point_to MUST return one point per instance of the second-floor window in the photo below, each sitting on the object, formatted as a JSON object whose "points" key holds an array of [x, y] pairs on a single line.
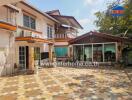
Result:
{"points": [[49, 31], [29, 22]]}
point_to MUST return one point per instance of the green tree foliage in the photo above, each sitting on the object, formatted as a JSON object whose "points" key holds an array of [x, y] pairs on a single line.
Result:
{"points": [[115, 25]]}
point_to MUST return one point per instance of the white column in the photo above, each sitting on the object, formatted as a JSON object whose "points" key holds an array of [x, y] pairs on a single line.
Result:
{"points": [[92, 52], [103, 53]]}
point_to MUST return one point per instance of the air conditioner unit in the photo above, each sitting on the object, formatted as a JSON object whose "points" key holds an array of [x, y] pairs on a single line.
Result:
{"points": [[22, 33]]}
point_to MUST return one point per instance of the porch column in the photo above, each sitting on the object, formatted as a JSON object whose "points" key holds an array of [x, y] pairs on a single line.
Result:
{"points": [[31, 58], [92, 53], [51, 52]]}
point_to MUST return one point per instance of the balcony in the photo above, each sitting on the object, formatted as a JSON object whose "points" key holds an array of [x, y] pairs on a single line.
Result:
{"points": [[8, 23], [62, 37], [31, 37]]}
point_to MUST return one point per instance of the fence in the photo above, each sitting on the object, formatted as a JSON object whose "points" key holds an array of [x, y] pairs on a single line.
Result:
{"points": [[74, 64]]}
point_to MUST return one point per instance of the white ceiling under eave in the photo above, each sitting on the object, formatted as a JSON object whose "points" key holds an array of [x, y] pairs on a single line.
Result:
{"points": [[5, 2]]}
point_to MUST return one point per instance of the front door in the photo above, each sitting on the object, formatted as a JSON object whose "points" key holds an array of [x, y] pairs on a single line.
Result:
{"points": [[22, 57]]}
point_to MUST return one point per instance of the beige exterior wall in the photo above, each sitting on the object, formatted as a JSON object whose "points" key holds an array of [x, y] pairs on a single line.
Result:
{"points": [[7, 15]]}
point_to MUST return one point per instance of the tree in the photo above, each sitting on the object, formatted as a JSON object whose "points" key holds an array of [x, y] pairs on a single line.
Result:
{"points": [[115, 25]]}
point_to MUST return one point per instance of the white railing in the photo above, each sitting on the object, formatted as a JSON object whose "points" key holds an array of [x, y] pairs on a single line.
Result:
{"points": [[25, 33], [63, 36], [8, 20]]}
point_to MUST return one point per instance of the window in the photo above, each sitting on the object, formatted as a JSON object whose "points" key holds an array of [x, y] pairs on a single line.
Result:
{"points": [[110, 52], [29, 22], [61, 51], [49, 31]]}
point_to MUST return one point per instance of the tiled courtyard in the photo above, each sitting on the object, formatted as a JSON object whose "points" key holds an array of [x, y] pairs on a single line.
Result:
{"points": [[68, 84]]}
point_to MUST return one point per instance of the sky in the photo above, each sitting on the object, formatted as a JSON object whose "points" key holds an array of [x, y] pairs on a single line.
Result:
{"points": [[82, 10]]}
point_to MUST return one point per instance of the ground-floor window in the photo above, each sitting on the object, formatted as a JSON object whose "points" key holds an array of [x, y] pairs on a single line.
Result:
{"points": [[102, 52], [109, 52], [61, 51]]}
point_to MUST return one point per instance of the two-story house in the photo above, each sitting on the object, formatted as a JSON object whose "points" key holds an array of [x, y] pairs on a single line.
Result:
{"points": [[34, 28], [28, 35], [7, 31], [64, 32]]}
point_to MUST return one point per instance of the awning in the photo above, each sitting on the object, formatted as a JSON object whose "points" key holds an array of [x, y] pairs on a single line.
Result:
{"points": [[33, 40], [68, 20], [4, 2]]}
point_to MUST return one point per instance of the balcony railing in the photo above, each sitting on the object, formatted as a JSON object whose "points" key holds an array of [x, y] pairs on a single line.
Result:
{"points": [[11, 21], [25, 33], [61, 36]]}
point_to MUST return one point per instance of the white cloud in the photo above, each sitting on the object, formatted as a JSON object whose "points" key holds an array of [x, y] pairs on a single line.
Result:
{"points": [[90, 2], [84, 21]]}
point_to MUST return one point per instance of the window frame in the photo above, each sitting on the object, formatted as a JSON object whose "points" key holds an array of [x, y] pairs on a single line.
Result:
{"points": [[31, 21], [49, 31]]}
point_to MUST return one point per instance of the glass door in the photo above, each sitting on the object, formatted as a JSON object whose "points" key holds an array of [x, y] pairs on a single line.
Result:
{"points": [[98, 52], [22, 57]]}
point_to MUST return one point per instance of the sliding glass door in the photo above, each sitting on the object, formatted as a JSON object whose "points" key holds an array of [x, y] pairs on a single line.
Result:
{"points": [[87, 52], [22, 57], [98, 52]]}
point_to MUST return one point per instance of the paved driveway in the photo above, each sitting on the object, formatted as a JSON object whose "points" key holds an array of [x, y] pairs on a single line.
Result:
{"points": [[68, 84]]}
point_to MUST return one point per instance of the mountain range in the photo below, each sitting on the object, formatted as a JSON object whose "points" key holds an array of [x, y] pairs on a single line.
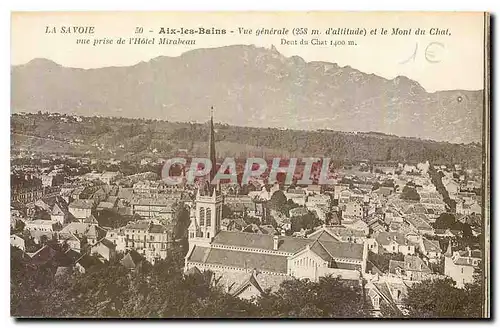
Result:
{"points": [[251, 86]]}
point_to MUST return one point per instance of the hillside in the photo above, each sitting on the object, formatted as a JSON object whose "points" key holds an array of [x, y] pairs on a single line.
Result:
{"points": [[251, 86], [136, 139]]}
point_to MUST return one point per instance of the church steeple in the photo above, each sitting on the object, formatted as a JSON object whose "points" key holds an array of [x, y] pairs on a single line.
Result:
{"points": [[211, 149]]}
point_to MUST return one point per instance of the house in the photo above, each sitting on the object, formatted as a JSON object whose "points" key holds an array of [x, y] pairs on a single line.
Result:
{"points": [[393, 242], [42, 255], [352, 209], [388, 293], [104, 248], [18, 241], [451, 186], [72, 241], [132, 260], [468, 208], [81, 208], [41, 225], [110, 177], [431, 249], [461, 265], [298, 196], [338, 233], [228, 225], [151, 207], [86, 262], [59, 213], [412, 268], [149, 239], [419, 223], [318, 200]]}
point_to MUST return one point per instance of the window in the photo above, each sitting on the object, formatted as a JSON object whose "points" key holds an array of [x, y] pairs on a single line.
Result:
{"points": [[202, 216], [209, 217]]}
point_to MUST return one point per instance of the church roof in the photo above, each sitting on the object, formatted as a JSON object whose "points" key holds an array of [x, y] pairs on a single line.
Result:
{"points": [[335, 249], [260, 241], [246, 260]]}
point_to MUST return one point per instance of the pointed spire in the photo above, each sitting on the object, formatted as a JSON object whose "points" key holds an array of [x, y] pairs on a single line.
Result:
{"points": [[211, 150]]}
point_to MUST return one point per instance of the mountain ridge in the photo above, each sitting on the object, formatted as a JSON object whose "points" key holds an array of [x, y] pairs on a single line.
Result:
{"points": [[255, 87]]}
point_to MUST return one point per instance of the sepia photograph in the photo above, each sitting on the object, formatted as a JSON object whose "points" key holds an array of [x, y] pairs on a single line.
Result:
{"points": [[289, 165]]}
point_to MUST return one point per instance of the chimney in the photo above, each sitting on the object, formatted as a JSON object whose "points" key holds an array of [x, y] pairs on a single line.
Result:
{"points": [[275, 242]]}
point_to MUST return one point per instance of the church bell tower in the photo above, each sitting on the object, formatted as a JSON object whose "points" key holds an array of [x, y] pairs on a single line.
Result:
{"points": [[207, 210]]}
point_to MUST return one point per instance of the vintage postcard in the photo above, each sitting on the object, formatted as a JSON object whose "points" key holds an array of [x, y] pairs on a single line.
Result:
{"points": [[250, 165]]}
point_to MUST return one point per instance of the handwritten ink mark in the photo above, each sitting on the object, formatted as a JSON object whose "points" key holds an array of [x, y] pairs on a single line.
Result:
{"points": [[431, 50], [412, 57], [432, 53]]}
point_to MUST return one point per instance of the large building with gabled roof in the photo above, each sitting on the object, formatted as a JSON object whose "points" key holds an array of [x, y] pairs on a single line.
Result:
{"points": [[244, 259]]}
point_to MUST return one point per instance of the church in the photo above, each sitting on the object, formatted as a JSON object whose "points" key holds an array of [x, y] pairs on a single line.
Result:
{"points": [[248, 263]]}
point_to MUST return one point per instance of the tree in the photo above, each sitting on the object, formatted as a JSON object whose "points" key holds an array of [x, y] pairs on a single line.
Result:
{"points": [[278, 202], [440, 298], [330, 297]]}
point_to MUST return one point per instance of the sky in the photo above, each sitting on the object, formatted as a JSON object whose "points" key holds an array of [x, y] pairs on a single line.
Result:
{"points": [[437, 62]]}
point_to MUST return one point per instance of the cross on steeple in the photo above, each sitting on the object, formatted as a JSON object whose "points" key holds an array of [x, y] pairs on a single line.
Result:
{"points": [[211, 145]]}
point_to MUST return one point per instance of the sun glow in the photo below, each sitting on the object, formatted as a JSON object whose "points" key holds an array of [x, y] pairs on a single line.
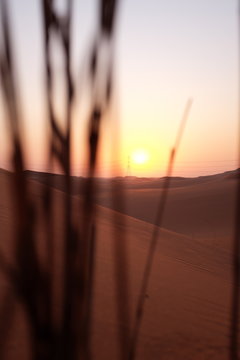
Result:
{"points": [[140, 157]]}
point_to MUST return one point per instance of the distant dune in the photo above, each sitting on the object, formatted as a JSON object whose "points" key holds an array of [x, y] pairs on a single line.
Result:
{"points": [[187, 306]]}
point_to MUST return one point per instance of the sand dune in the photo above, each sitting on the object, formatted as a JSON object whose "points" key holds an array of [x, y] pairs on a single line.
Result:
{"points": [[187, 304]]}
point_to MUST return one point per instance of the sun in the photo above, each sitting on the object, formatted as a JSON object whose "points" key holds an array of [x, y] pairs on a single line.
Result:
{"points": [[140, 156]]}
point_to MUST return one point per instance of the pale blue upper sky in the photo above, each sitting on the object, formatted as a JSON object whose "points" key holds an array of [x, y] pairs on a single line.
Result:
{"points": [[166, 51]]}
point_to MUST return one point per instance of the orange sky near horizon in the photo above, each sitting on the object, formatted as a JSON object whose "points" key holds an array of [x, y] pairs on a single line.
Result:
{"points": [[166, 52]]}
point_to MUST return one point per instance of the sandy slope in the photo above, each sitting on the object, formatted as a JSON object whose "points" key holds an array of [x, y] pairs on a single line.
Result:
{"points": [[187, 304]]}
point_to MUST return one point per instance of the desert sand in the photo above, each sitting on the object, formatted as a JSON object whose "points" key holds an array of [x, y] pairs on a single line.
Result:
{"points": [[187, 305]]}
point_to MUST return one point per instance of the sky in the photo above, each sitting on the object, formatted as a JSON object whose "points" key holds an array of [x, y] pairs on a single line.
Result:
{"points": [[166, 51]]}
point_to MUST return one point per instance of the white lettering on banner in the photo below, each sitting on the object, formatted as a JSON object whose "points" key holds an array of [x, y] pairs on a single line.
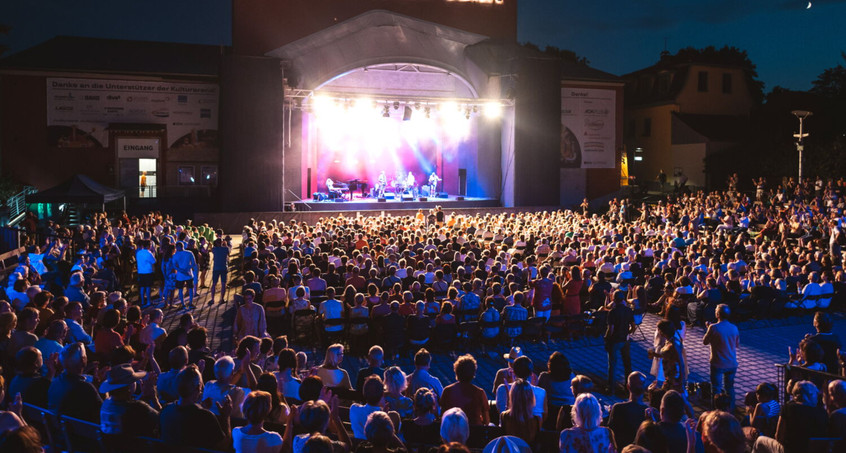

──────────────────────────────

Exercise instructions.
Beginning at the line that contains "point_to MUST return one point per instance of the pale" and continuing through the end of the records, write out every line again, requests included, with each coordinate in the answers raised by 142. Omit the pictures.

Answer for the task.
point_to MUST return one point per instance of the pale blue upper sky in the photo above, each sitting on the object, formatted as a JSON object whose "points" key holds an array of [x, y] pairs on a single line.
Result:
{"points": [[308, 193]]}
point_to MUST return one point per instance of the orange sky near horizon in the photo above, each sitting on the object, formatted as a JSON object whose "points" key holds an array of [x, y] pairs on a single line.
Result:
{"points": [[308, 194]]}
point_to MUST return one point per instance of the sandy slope in the photo above, each sitting on the object, formatted as a JSON object whose "points" key holds an array of [x, y] pairs on a single line.
Result:
{"points": [[329, 446]]}
point_to MUST return one point per instance of the desert sand in the photo above, each sitting on the object, formatted as a JSON object whose "points" key holds an array of [x, y] pairs on a single line.
Result:
{"points": [[329, 447]]}
point_to MUST return one point per instance of the sky in the photo above, each sitting on the object, formatted as a JSON object whose "points" key holds an array of [x, y] pairs on a single line.
Result:
{"points": [[308, 193]]}
point_to MUST return one point per instance of the white lettering on banner in the photo below, each sitting on the object, formatted as a JSON object whose "points" key holds an array of [x, y] pairs on a single line.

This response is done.